=== Task requirements ===
Give back the records below exactly, every one, with no pictures.

- - -

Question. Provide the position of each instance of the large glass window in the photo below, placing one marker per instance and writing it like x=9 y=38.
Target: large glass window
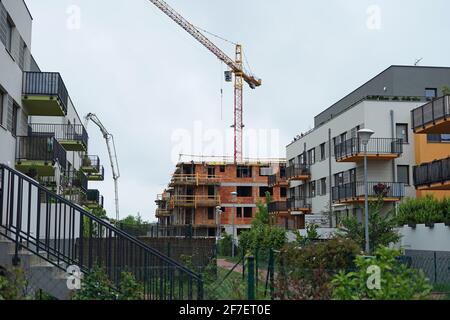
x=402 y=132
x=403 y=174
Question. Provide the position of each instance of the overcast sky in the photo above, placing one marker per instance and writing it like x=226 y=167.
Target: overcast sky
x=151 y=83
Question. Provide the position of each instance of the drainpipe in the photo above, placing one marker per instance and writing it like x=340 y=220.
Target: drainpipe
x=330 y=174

- - -

=== Solution to this task ===
Question. Provide the position of each instance of the large glass window in the photo below, placing one marker per instance and writing it like x=9 y=38.
Target: large glass window
x=402 y=132
x=403 y=174
Question. Provide the position of each instance of the overcast sky in the photo above, placing one marker per instance and writing it like x=226 y=167.
Target: overcast sky
x=151 y=83
Question. Provide the position of each instance of the drainpipe in the photo above, placing one marker per instance and writing it like x=340 y=220.
Target: drainpipe
x=330 y=174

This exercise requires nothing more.